■ Written instruction: Reproduce all of the material below line for line, leaving out the pictures.

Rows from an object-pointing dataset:
● ● ● ● ● ● ●
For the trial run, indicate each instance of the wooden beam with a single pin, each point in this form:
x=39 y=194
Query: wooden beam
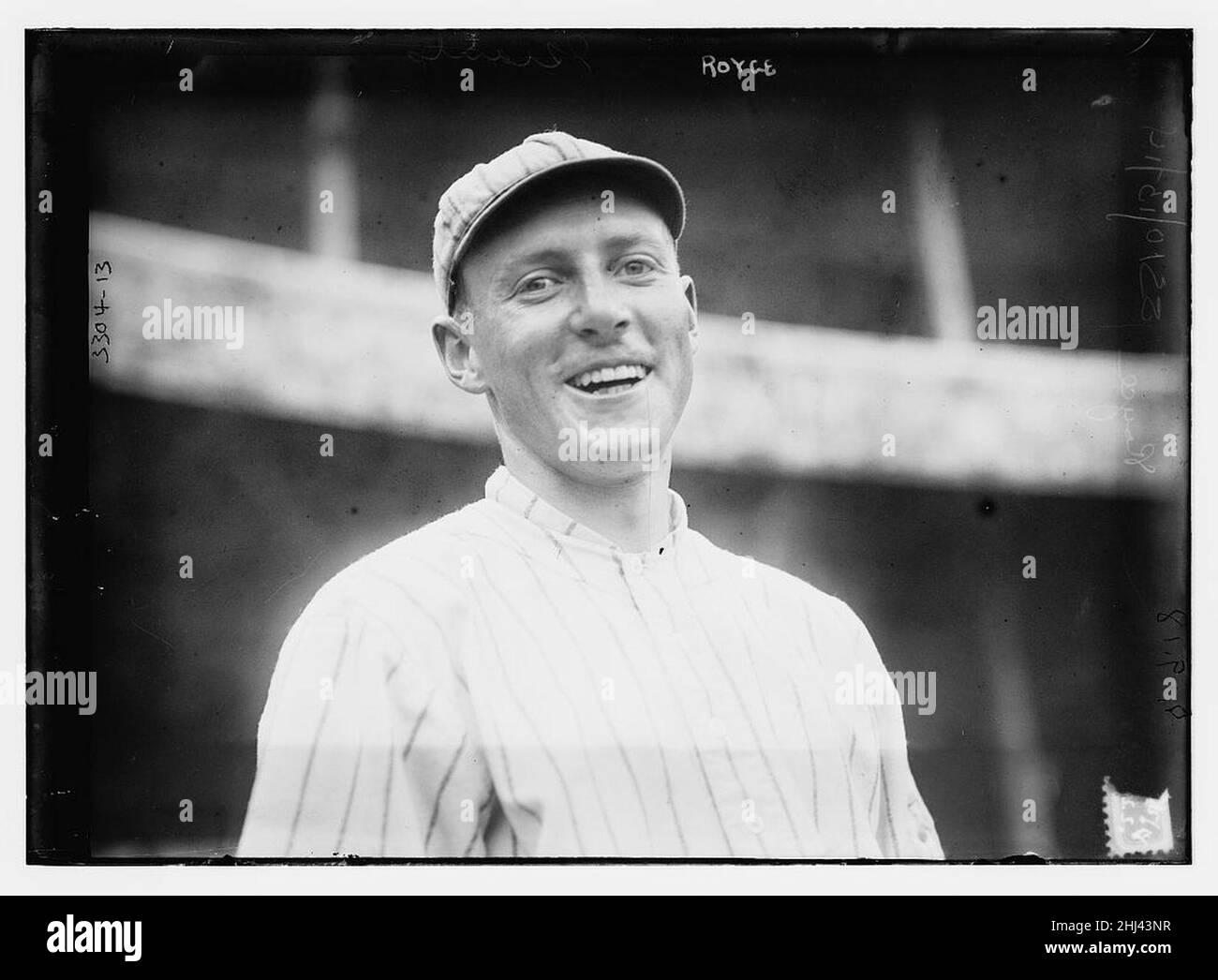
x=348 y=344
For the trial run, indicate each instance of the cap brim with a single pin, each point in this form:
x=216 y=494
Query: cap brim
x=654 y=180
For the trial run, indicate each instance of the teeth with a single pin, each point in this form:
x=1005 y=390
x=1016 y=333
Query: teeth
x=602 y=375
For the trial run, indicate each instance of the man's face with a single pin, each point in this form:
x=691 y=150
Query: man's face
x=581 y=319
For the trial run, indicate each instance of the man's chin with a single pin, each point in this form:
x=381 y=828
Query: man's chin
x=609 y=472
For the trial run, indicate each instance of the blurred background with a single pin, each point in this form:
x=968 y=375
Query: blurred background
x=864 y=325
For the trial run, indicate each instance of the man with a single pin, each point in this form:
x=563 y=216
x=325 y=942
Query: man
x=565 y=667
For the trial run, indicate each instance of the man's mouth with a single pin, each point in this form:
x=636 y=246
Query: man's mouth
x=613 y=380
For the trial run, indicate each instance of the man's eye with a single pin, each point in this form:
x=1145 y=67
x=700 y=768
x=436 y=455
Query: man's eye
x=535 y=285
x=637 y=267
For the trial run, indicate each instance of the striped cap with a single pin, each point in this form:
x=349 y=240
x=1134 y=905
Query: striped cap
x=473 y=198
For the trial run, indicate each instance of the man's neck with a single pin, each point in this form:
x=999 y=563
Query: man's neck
● ● ● ● ● ● ●
■ Reply:
For the trial run, indicate each instance of the wooden beam with a single pin, each point in this form:
x=39 y=194
Query: wooden beam
x=348 y=344
For the trial run, indicate each instance of the cap brim with a single pin, each point in this form:
x=216 y=494
Query: cap brim
x=654 y=180
For the trial run, indicate each instance of the teeth with a single pin, each point in this form:
x=1005 y=390
x=1016 y=333
Query: teeth
x=602 y=375
For the trial run, indicate each instance of the man's face with a single pin, each point in this form:
x=691 y=150
Query: man's face
x=581 y=319
For the trial run, indicate each instance of the man's chin with a single pin, each point in this form:
x=381 y=828
Query: man's chin
x=609 y=472
For the trial run, indicate each instance of the blurred background with a single pin, each point in this form:
x=968 y=375
Query: blurred background
x=864 y=325
For the trial run, indicate each instance of the man with a single pin, each point in this form:
x=563 y=216
x=325 y=942
Query: man
x=565 y=667
For the trial run, indicate each instance of the man's mouth with a single pin, each point in this form:
x=636 y=246
Query: man's mouth
x=613 y=380
For the trial run, indicate each instance of the man's eye with a single pin, each point in this form:
x=1145 y=67
x=700 y=768
x=436 y=455
Query: man's eye
x=535 y=285
x=637 y=267
For the trial run, indicate each instance of the striped cap with a single pin, each point in this form:
x=349 y=240
x=1134 y=905
Query: striped cap
x=473 y=198
For the trial run, indicate each instance of the man's neck with a single pin, each point in this form:
x=999 y=563
Query: man's neck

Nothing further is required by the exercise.